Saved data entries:
*** Begin section ***

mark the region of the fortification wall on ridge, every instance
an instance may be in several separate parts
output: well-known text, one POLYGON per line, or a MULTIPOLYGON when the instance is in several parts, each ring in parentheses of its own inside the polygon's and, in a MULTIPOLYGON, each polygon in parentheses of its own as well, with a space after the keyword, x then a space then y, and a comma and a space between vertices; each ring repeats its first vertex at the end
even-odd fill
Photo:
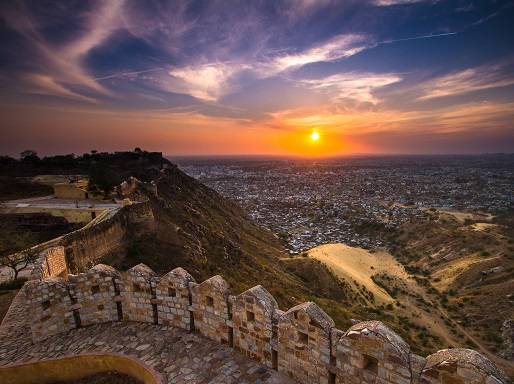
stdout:
POLYGON ((343 332, 315 303, 278 309, 263 287, 231 295, 221 276, 197 284, 184 269, 158 277, 97 265, 86 273, 26 283, 34 342, 89 324, 139 321, 177 326, 226 343, 303 384, 501 384, 489 360, 469 349, 426 359, 379 321, 343 332))
POLYGON ((31 279, 63 276, 88 270, 111 252, 122 250, 127 234, 151 230, 154 216, 148 201, 104 211, 84 227, 31 248, 39 259, 31 279))
POLYGON ((64 235, 59 242, 66 249, 66 261, 71 272, 84 271, 102 257, 124 246, 126 234, 135 235, 154 224, 149 202, 129 204, 106 212, 85 227, 64 235))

*** End section ***

- [Directions]:
When you copy the records above, keep every word exact and leave out the pictures they contain.

- [Result below]:
mark the region of the fortification wall on ridge, every instance
an instance may be in several separate parts
output: well-known text, one POLYGON per line, or a MULTIPOLYGON when the instance is in several parts, each ring in parentheses of its own inside the polygon's and, in a MULTIPOLYGON, each polygon in parentheses of its own as well, with a space after the keyword, x then a space then y, and a comma and a space between vertices; each ring repeats its first vertex at the end
even-odd fill
Photo:
stdout:
POLYGON ((343 332, 315 303, 278 309, 263 287, 231 295, 221 276, 197 284, 184 269, 158 277, 97 265, 86 273, 26 283, 34 342, 89 324, 139 321, 177 326, 226 343, 303 384, 501 384, 489 360, 469 349, 426 359, 379 321, 343 332))
POLYGON ((31 279, 63 276, 88 270, 111 252, 122 250, 127 234, 151 230, 154 216, 148 201, 104 211, 84 227, 31 248, 39 259, 31 279))
POLYGON ((64 235, 59 242, 66 249, 66 261, 71 272, 84 271, 102 257, 124 246, 126 234, 135 235, 154 224, 149 202, 129 204, 106 212, 85 227, 64 235))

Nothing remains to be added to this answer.